Big Words and What They Mean

I’m pretty sure this is unique to this election, and I’m pretty sure this starts with Sanders…

This election has created a lot of social media-storms, Medium-storms, and just general small-time small talk about Very Big Words in politics and history.  In the last four months, ever since Sanders moved from protest candidate to a real pain in the party’s neck, the following words have been hotly debated chattered:

  • socialist – of course, because Sanders is a Democratic one, but few (myself included) bother to dig deep into what he means by it, or to understand the European flavor of the word.  I suspect there are three reactions:  1) distrust – from an association of socialism with bloody systems of state communism; 2) enthusiasm – from people who are leftists and know/believe socialism to be something more akin to Orwell’s definition of socialism as “common decency” and a critique of unfettered capitalism; and 3) code – simply a critique of capitalism, market forces harnessed for social outcomes.  (I skipped #4 hard-core socialists because I’m not sure that they – people who have read and thought deeply to find their tendency – take Sanders seriously as a socialist.  Chomsky doesn’t.)
  • revolution – I’m most surprised by how seriously this word is taken, and that it’s taken more seriously than socialist.  John Hodgman had a dickish smug liberal moment  in his endorsement of HRC when he wrote:  “Major change is ALWAYS incremental. Unless you want to have a REAL revolution, with shooting and stuff. You might. I do not.”(*)  To my mind, there are again different ways in which the word lands in people’s political minds:  1) revolution == big change, big enough to change the game;  2) revolution == upending the entire political order; and 3) revolution == something involving the execution of the ruling class (or the losing class).  I find it silly to address Sanders’s use of the word on any but the first.  Revolution for Sanders has meant taking money out of politics, re-distributing wealth, and putting societal requirements on an equal footing with capitalism.  All three of those things have been, until Occupy, heresies.  (Remember the grief Obama got when he told Joe the Plumber “we gotta spread [the wealth] around?)  So while they may not meet everyone’s definition of a “REAL revolution” I’m hard pressed to find a better word to express the impact of those changes.
  • liberal – I discovered some surprising dimensions around “liberal” on social media.  During a long FB exchange (which I’m having trouble finding, so I’ll have to paraphrase), people were doing the usual critique of HRC:  “I want to vote for a liberal, and HRC isn’t that.”  A woman who is a committed Democrat, jumped into the thread, and said “It’s hurtful when people claim I’m not a liberal because I support Hillary.”  What surprised me, here, is that I genuinely thought most Clintonites and Clinton strategists didn’t want to be seen as liberal, that they were working very hard to shed that moniker.  It never occurred to me that someone would be hurt when their liberal credentials were denied.  More to the point, though, that exchange highlights how unclear the defining set of beliefs underlying the word liberal have become.

-=-=-

Stated exercise 1:
Count the lines of the listing below that contain the string "masonry", and reply with only that number.

Dataset content:
-=-=-

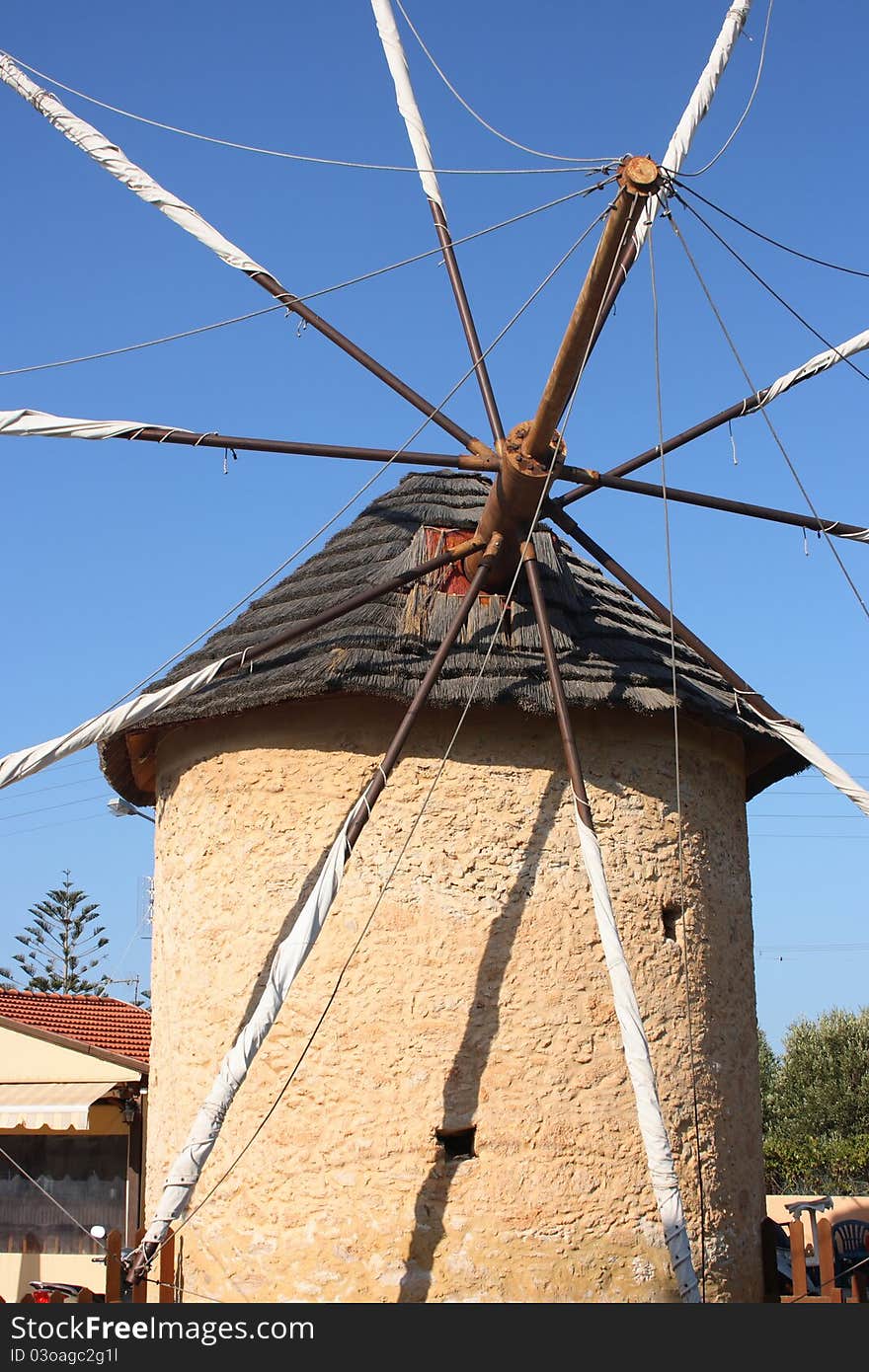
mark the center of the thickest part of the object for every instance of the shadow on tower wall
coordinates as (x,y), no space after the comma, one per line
(463,1083)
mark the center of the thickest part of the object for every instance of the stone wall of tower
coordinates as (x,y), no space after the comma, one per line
(478,996)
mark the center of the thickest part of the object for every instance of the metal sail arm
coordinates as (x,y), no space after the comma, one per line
(144,710)
(137,180)
(409,112)
(743,693)
(39,424)
(634,1041)
(717,502)
(749,405)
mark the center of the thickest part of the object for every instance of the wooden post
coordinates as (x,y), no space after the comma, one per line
(798,1261)
(113,1265)
(166,1270)
(133,1172)
(769,1259)
(639,178)
(830,1291)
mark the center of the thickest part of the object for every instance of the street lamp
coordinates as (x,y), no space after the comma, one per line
(122,807)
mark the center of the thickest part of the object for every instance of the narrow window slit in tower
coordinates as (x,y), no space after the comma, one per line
(457,1143)
(669,917)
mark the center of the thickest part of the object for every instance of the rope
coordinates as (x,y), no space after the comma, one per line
(762,409)
(745,114)
(48,1196)
(523,147)
(295,157)
(806,257)
(767,287)
(378,474)
(677,767)
(432,789)
(313,295)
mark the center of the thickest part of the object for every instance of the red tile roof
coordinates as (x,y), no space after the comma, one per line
(103,1023)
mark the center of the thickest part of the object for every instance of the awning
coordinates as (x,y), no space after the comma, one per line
(59,1105)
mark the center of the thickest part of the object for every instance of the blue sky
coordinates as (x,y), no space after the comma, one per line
(117,555)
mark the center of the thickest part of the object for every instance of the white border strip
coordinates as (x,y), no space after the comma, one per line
(640,1069)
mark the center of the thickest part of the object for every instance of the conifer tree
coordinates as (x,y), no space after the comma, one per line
(62,946)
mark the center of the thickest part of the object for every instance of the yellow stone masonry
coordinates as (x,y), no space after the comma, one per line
(478,998)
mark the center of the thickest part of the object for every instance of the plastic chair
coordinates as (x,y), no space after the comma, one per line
(850,1245)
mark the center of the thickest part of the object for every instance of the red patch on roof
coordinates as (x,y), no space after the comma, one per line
(103,1023)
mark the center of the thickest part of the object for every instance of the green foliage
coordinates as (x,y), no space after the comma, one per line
(62,946)
(817,1167)
(816,1106)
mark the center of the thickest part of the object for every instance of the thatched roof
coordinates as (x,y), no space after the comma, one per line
(612,651)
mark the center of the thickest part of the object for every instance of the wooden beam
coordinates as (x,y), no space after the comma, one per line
(461,461)
(718,502)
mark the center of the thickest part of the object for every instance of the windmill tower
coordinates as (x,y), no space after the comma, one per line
(470,1131)
(463,1126)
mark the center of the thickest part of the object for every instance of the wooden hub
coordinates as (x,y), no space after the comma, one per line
(640,176)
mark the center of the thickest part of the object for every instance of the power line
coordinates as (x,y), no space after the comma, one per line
(38,791)
(506,604)
(812,949)
(745,114)
(767,815)
(763,415)
(771,291)
(55,823)
(366,485)
(296,157)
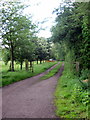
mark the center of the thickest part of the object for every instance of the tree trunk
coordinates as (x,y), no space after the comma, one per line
(31,66)
(10,67)
(12,57)
(26,65)
(37,61)
(40,61)
(21,65)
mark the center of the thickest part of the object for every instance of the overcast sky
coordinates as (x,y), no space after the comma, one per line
(42,10)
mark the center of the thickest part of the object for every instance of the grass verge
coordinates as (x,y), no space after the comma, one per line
(11,77)
(51,73)
(71,99)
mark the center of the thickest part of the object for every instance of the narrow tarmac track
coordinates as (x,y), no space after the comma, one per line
(30,98)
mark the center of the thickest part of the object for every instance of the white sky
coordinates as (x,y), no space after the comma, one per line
(42,10)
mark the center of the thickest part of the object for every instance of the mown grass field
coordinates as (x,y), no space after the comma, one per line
(71,100)
(11,77)
(52,72)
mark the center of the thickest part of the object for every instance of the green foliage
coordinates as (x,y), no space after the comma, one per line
(71,100)
(11,77)
(72,28)
(51,73)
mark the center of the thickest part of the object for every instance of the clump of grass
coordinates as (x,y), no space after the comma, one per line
(51,73)
(11,77)
(71,100)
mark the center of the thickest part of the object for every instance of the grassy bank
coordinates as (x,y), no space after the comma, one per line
(51,73)
(11,77)
(71,99)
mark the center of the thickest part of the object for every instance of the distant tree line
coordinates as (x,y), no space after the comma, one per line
(19,40)
(72,32)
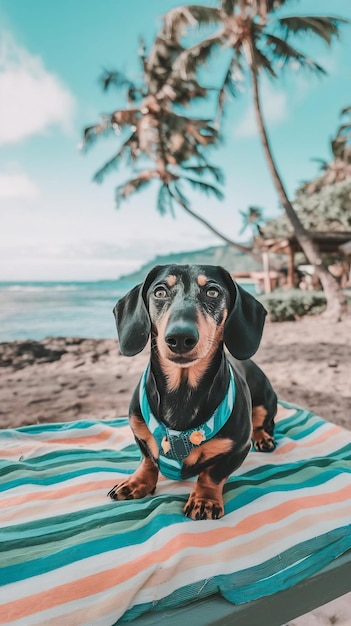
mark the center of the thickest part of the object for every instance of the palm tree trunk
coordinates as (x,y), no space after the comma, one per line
(336,300)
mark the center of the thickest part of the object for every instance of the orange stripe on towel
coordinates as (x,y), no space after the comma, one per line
(96,583)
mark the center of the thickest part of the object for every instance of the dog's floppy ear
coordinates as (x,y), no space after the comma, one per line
(132,317)
(244,324)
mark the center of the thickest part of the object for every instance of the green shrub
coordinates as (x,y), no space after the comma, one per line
(285,305)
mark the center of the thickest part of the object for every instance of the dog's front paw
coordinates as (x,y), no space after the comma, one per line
(264,443)
(130,489)
(202,508)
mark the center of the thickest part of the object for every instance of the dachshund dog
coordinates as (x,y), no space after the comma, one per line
(196,407)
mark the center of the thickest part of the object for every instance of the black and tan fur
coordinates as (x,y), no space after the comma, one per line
(191,313)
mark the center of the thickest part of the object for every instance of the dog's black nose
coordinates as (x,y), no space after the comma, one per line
(181,339)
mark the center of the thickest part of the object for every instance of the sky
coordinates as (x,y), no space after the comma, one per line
(55,222)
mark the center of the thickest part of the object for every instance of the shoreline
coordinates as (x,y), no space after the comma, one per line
(64,379)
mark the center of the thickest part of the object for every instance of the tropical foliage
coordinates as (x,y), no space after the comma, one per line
(328,209)
(260,40)
(156,142)
(339,168)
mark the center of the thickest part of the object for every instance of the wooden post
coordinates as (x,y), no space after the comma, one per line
(267,280)
(291,266)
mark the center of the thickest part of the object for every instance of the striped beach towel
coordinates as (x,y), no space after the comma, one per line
(69,555)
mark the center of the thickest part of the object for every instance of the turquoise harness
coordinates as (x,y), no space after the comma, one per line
(174,445)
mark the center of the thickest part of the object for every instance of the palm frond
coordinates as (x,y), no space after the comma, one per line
(189,60)
(325,27)
(115,78)
(229,6)
(284,52)
(91,133)
(176,20)
(344,131)
(262,62)
(201,170)
(125,117)
(207,188)
(112,164)
(134,184)
(178,195)
(345,110)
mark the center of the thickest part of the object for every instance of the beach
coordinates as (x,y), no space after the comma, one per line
(63,379)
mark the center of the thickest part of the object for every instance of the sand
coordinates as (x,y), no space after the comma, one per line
(61,379)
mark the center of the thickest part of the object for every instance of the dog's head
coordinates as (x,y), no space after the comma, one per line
(190,310)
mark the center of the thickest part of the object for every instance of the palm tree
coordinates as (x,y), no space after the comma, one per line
(259,41)
(339,168)
(169,146)
(252,219)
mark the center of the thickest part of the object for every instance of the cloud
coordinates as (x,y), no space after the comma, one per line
(275,111)
(32,99)
(17,185)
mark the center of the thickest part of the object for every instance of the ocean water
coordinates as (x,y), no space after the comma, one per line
(35,310)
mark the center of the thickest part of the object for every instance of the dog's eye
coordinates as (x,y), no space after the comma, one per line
(160,292)
(212,292)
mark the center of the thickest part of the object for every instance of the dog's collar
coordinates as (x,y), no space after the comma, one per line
(175,445)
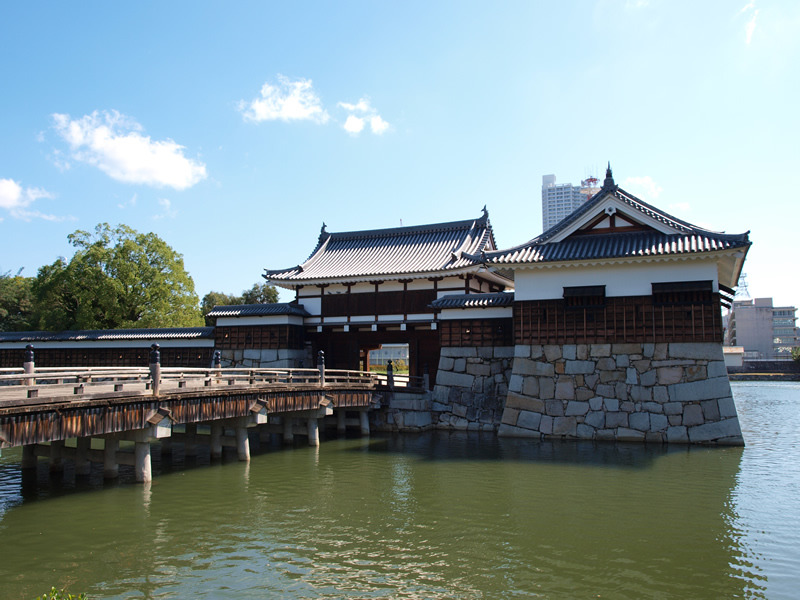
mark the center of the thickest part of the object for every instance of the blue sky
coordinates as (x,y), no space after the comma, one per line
(233,130)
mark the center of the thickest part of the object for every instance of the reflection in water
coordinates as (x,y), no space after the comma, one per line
(426,516)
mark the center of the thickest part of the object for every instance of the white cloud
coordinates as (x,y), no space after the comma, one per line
(643,187)
(16,200)
(750,26)
(114,144)
(287,101)
(378,125)
(167,211)
(355,124)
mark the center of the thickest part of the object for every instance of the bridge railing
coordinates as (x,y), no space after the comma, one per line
(62,381)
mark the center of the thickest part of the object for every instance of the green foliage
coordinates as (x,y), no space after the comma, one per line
(117,278)
(16,302)
(260,293)
(55,594)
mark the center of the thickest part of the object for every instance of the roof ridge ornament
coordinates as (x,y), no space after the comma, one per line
(608,182)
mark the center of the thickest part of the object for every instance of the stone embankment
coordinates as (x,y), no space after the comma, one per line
(471,387)
(667,392)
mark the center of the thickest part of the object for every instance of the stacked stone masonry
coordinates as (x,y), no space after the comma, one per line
(471,387)
(662,392)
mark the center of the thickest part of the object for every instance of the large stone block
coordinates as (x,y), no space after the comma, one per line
(547,388)
(658,423)
(677,435)
(565,389)
(669,375)
(479,369)
(453,379)
(616,419)
(692,415)
(596,419)
(503,351)
(583,367)
(552,352)
(546,425)
(524,402)
(648,378)
(639,421)
(710,410)
(696,373)
(712,432)
(529,420)
(696,351)
(727,408)
(626,348)
(629,435)
(576,409)
(524,366)
(530,386)
(509,431)
(565,426)
(600,350)
(709,389)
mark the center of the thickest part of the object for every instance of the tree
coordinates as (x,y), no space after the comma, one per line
(260,293)
(16,302)
(118,278)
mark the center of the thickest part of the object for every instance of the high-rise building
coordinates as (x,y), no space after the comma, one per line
(766,332)
(561,200)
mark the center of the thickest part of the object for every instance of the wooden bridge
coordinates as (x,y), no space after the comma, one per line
(40,411)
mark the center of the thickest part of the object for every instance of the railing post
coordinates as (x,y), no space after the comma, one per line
(390,374)
(155,367)
(321,366)
(28,365)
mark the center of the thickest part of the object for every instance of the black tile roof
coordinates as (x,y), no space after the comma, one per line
(435,248)
(102,335)
(258,310)
(474,300)
(685,238)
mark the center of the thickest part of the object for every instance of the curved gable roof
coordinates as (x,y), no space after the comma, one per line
(391,253)
(661,234)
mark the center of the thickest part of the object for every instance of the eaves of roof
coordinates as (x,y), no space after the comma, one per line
(171,333)
(258,310)
(474,300)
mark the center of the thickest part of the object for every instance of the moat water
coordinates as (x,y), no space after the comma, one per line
(425,516)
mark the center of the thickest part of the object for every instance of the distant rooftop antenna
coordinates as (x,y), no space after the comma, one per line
(742,293)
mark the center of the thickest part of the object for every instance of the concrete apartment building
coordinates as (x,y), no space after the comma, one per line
(766,332)
(561,200)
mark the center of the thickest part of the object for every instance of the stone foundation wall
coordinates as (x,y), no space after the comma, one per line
(263,358)
(471,387)
(663,392)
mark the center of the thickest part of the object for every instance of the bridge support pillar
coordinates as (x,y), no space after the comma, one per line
(288,430)
(56,460)
(190,443)
(110,466)
(142,464)
(216,440)
(313,432)
(242,442)
(29,460)
(82,464)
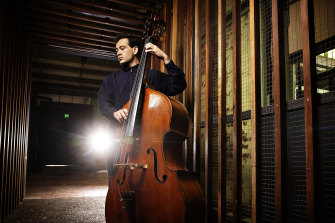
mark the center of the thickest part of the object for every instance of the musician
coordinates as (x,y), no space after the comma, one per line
(115,90)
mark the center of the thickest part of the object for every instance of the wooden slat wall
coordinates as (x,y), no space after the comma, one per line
(255,77)
(188,73)
(310,97)
(209,110)
(14,68)
(221,110)
(237,111)
(197,88)
(279,108)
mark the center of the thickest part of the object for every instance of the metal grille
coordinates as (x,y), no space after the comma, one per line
(267,128)
(325,45)
(246,169)
(246,106)
(229,111)
(214,158)
(293,44)
(268,169)
(266,52)
(325,70)
(327,161)
(296,166)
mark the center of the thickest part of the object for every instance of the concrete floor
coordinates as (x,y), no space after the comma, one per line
(63,194)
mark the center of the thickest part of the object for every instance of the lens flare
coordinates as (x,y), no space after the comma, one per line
(101,140)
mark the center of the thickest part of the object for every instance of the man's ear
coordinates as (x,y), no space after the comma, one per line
(135,50)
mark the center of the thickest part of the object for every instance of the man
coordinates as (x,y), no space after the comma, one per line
(115,90)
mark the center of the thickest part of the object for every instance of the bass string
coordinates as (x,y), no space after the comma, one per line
(133,91)
(125,187)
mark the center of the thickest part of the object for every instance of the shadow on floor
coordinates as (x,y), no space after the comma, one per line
(63,194)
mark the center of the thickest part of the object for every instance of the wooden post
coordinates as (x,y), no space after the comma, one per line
(197,89)
(209,110)
(188,73)
(310,97)
(237,111)
(279,108)
(174,35)
(255,110)
(221,110)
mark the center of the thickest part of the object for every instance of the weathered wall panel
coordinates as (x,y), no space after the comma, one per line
(14,70)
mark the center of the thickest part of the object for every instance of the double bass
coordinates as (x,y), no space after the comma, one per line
(148,179)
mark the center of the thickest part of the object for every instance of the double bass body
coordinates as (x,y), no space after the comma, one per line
(162,190)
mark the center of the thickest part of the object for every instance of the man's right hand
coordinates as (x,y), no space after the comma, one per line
(121,115)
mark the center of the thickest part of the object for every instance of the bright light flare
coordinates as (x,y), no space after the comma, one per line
(101,140)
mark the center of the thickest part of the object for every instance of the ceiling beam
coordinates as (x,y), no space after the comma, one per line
(136,5)
(75,48)
(54,31)
(94,13)
(76,70)
(84,18)
(71,40)
(69,29)
(78,80)
(108,31)
(61,88)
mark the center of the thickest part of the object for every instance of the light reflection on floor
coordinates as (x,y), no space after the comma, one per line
(66,181)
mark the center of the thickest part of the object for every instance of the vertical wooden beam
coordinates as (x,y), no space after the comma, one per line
(180,41)
(188,72)
(279,108)
(197,88)
(167,37)
(209,110)
(237,111)
(255,109)
(310,97)
(181,27)
(174,31)
(221,110)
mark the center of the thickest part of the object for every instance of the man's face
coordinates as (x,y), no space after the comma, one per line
(125,53)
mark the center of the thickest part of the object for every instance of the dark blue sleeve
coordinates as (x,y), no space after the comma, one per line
(169,84)
(106,99)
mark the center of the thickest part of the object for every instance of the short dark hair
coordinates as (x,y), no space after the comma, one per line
(133,41)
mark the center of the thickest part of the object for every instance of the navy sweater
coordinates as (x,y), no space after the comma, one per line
(115,90)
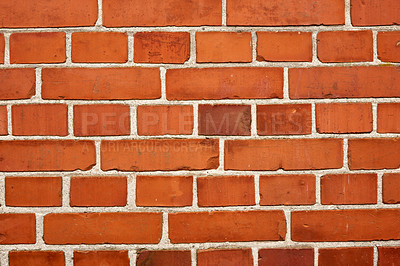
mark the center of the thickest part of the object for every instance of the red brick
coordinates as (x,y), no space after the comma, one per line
(115,228)
(345,46)
(344,82)
(287,154)
(36,258)
(388,118)
(224,257)
(284,119)
(224,83)
(160,154)
(102,120)
(98,191)
(40,119)
(220,47)
(37,48)
(349,189)
(162,47)
(101,257)
(287,190)
(284,46)
(360,256)
(33,191)
(164,257)
(47,14)
(226,226)
(391,188)
(285,12)
(17,83)
(225,120)
(101,83)
(389,46)
(345,225)
(165,13)
(17,228)
(99,47)
(299,257)
(375,12)
(225,191)
(46,155)
(164,191)
(344,117)
(165,120)
(374,153)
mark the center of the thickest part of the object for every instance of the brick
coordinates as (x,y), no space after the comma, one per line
(220,47)
(344,117)
(375,12)
(164,120)
(164,191)
(224,83)
(102,120)
(388,118)
(344,82)
(17,83)
(37,48)
(285,12)
(40,119)
(225,191)
(214,257)
(225,120)
(374,154)
(284,46)
(36,258)
(389,46)
(345,46)
(226,226)
(287,190)
(126,13)
(99,47)
(349,189)
(17,228)
(162,47)
(299,257)
(391,188)
(33,191)
(47,14)
(287,154)
(345,225)
(87,191)
(101,257)
(160,154)
(164,257)
(101,83)
(360,256)
(46,155)
(116,228)
(284,119)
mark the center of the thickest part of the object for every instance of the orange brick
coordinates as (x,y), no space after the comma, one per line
(284,46)
(162,47)
(287,190)
(164,191)
(99,47)
(37,48)
(220,47)
(40,119)
(345,46)
(344,117)
(225,191)
(33,191)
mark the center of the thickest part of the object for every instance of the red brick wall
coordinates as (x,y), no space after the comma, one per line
(199,132)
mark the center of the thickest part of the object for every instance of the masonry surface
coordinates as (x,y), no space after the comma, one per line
(200,132)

-=-=-

Stated exercise 2:
Using the essay on political words above, answer briefly:
(a) Who is named as not taking Sanders seriously as a socialist?
(b) Whose endorsement of HRC is quoted in the discussion of "revolution"?
(c) On what platform did the long exchange about "liberal" take place?

Full response 1:
3

Full response 2:
(a) Chomsky
(b) John Hodgman's
(c) FB